Brief:
Tally the lines in these records that hold the string "trace", and reply with the number alone.

Listed entries:

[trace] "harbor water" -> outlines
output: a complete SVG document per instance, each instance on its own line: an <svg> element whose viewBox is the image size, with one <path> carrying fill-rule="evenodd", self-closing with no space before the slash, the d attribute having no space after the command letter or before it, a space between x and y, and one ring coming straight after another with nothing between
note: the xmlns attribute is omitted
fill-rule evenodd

--

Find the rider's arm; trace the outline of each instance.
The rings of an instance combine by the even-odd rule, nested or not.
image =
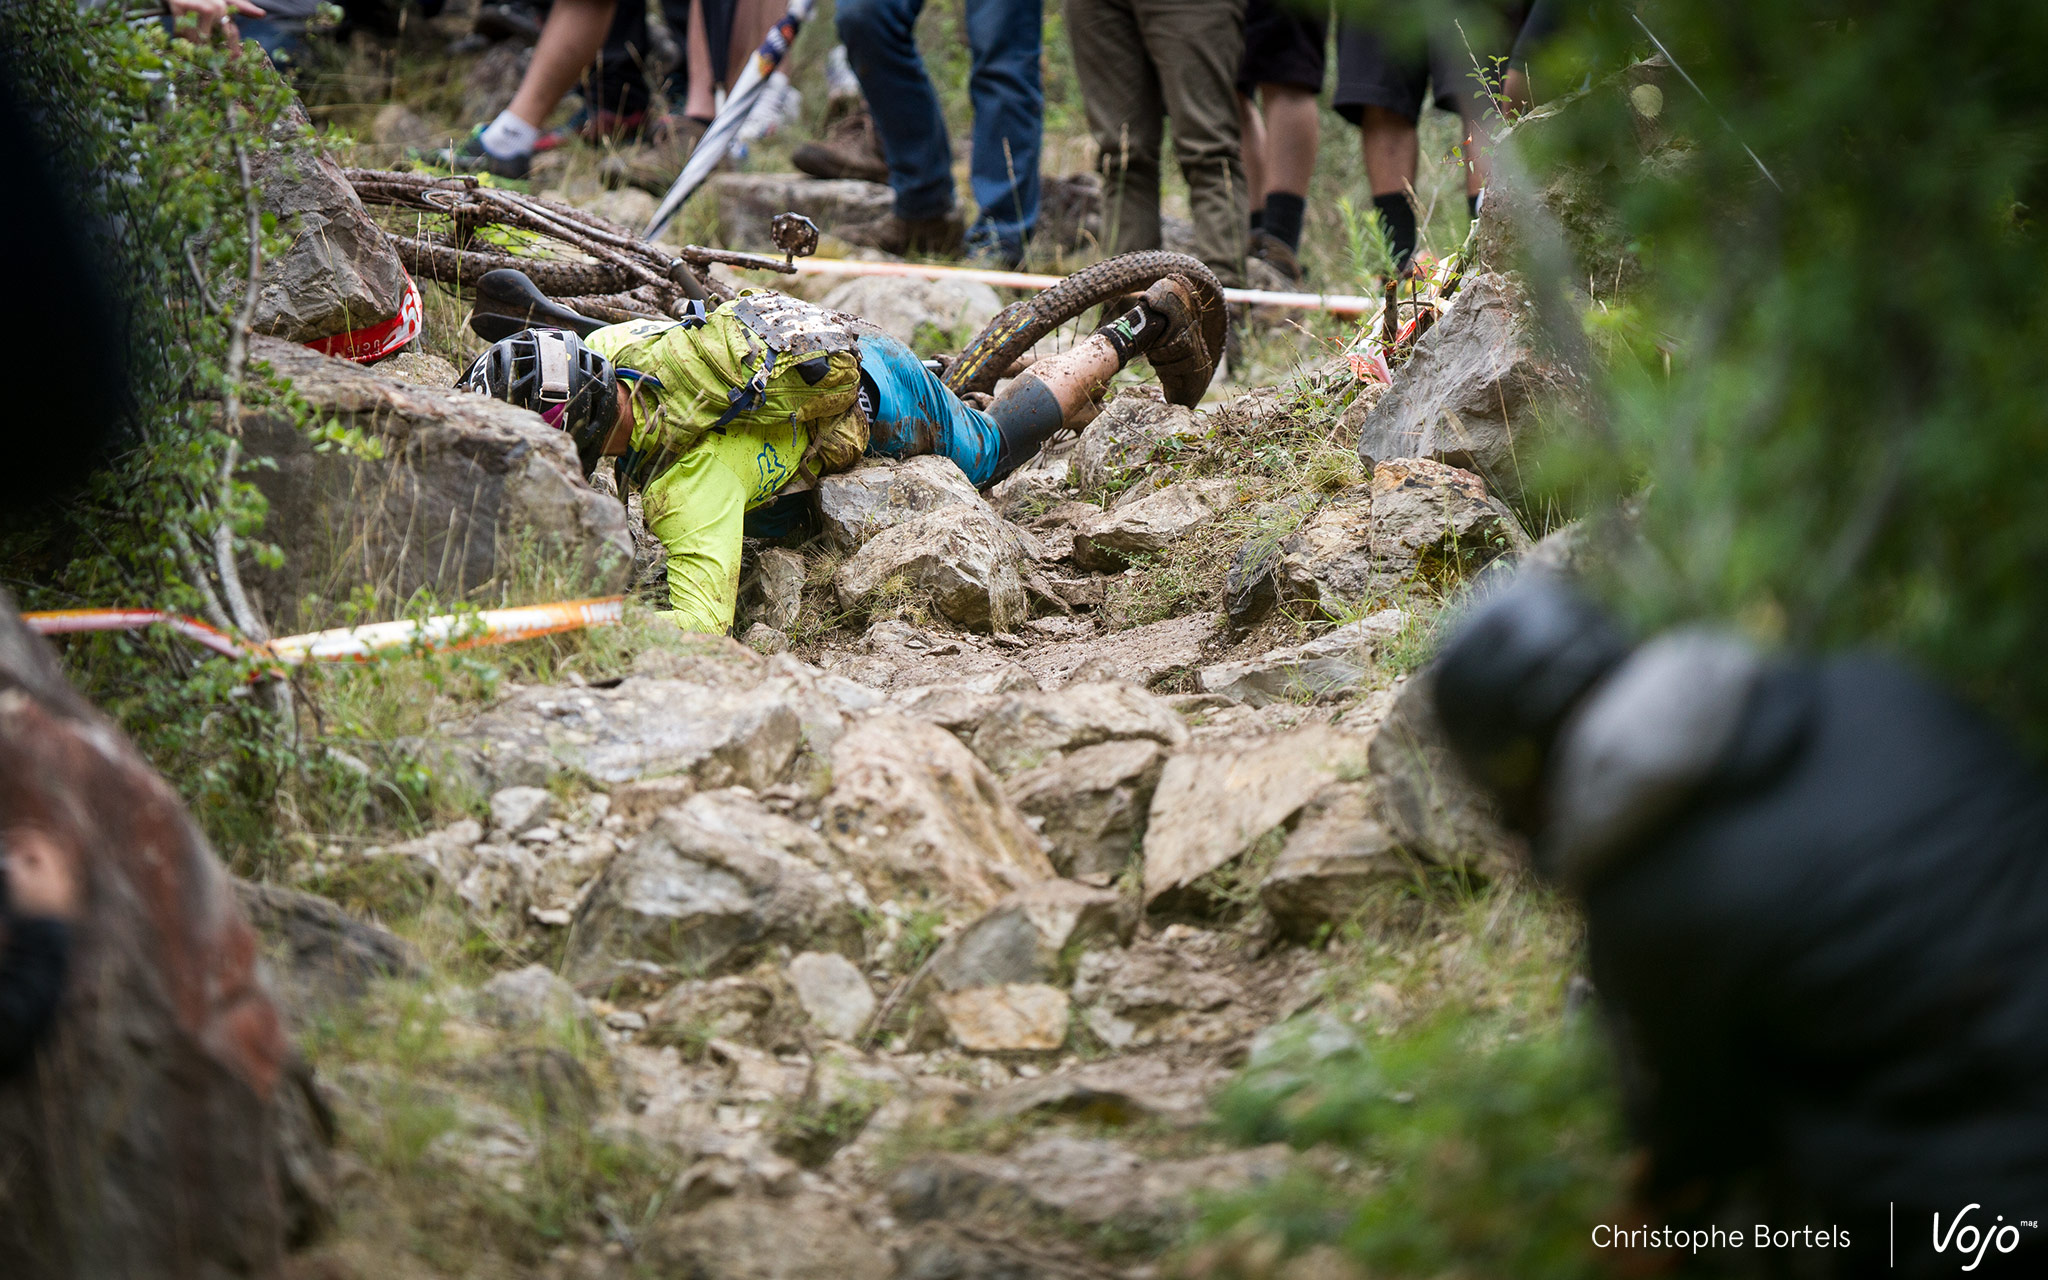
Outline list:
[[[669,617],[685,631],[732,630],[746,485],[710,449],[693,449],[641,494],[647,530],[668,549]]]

Task output:
2